◆ **What this task involves**
Summarize the journal abstract in two sentences.

◆ **Excerpted text**
=== Begin Enclosure ===

Saudi Pharmaceutical Journal (Jan 2024)
Mechanistic insight into the synergistic antimicrobial potential of Fagonia indica Burm.f. extracts with cefixime
Abstract
Fagonia indica Burm.f. is known for its anti-infective character and has been studied in the present work as a synergistic remedy against resistant bacterial strains. Initially, phytochemicals were quantified in n-Hexane (n-Hex), ethyl acetate (E.A), methanol (MeOH), and aqueous (Aq.) extracts by Total Phenolic Content (TPC), Total Flavonoid Content (TFC) and Reverse Phase High Performance Liquid Chromatography (RP-HPLC) analysis. Later, after establishing an antibacterial resistance profile for extracts and antibiotics against gram-positive and gram-negative strains, synergism was evaluated in combination with cefixime through time-kill kinetics and bacterial protein estimation studies. Topographic images depicting synergism were obtained by scanning electron microscopy for Methicilin-resistant Staphylococcus aureus (MRSA) and Resistant Escherichia coli (R.E. coli). Results showed the presence of maximum phenolic (28.4 ± 0.67 μg GAE/mg extract) and flavonoid (11 ± 0.42 μg QE/mg extract) contents in MeOH extract. RP-HPLC results also displayed maximum polyphenols in MeOH extract followed by E.A extract. Clinical strains were resistant to cefixime whereas these were moderately inhibited by all extracts (MIC 150–300 µg/ml) except Aq. extract. E.A and n-Hex extracts demonstrated maximum synergism (Fractional inhibitory concentration index (FICI) 0.31) against R.E. coli. The n-Hex extract displayed total synergism against R.P. a with a 4-fold reduction in cefixime dose. Time-kill kinetics showed maximum inhibition of gram-negative bacterial growth from 3 to 12 h when treated at FICI and 2FICI values with > 10-fold reduction of the extracts’ dose. All combinations demonstrate > 70 % protein content inhibition with bacterial cell wall disruption in SEM images. Fortunately, FICI concentrations have low hemolytic potential (<5%). Conclusively, F. indica extracts can mitigate antimicrobial resistance against cefixime and can be investigated in detail by in vivo and mechanistic studies.

=== End Enclosure ===

◆ **Material shown**
=== Begin Enclosure ===

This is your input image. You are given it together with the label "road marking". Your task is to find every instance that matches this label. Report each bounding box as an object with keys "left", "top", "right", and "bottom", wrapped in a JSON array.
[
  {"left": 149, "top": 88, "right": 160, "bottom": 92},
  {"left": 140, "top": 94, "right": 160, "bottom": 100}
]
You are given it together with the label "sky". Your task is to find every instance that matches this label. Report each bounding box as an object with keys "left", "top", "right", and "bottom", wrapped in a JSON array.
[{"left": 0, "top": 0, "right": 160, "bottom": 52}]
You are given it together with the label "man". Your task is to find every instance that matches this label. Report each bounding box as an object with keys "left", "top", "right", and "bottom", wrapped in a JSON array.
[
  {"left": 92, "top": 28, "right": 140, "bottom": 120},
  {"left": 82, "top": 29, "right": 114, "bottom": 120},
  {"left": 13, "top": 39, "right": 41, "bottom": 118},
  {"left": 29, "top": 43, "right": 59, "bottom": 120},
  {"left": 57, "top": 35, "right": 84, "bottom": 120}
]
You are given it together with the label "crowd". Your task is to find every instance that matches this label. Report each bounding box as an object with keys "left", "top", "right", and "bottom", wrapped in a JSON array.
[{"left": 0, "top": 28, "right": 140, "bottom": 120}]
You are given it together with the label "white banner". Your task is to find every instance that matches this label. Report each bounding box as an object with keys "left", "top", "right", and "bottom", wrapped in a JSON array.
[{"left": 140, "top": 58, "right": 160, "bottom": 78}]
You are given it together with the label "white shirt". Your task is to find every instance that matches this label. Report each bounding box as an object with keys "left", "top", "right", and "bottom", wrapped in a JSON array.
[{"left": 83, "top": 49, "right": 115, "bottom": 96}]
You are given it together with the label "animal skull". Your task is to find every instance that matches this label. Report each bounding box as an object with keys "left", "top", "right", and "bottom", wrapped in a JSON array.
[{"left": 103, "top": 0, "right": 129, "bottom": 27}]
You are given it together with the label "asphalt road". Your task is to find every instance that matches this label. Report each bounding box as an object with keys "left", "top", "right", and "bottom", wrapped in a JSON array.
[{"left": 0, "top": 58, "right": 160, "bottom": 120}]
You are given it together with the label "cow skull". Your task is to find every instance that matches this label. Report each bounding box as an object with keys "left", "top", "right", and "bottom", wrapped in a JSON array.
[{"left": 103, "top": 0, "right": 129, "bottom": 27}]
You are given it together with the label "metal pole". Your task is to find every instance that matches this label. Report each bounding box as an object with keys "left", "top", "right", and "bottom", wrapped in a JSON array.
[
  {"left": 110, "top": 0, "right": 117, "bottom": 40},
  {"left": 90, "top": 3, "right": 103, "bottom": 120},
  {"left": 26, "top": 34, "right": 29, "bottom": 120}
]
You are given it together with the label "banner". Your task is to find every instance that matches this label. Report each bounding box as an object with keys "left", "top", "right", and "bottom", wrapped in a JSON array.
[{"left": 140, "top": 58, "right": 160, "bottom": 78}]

=== End Enclosure ===

◆ **Answer to the problem**
Fagonia indica Burm.f. extracts made with n-hexane, ethyl acetate, methanol, and water were analyzed for phytochemicals, with the methanol extract showing the highest phenolic and flavonoid contents. The extracts were tested with cefixime against resistant gram-positive and gram-negative strains, and they acted synergistically with it, inhibiting bacterial growth and protein content and disrupting cell walls at concentrations with low hemolytic potential, so they can mitigate resistance to cefixime and can be studied further in vivo and mechanistically.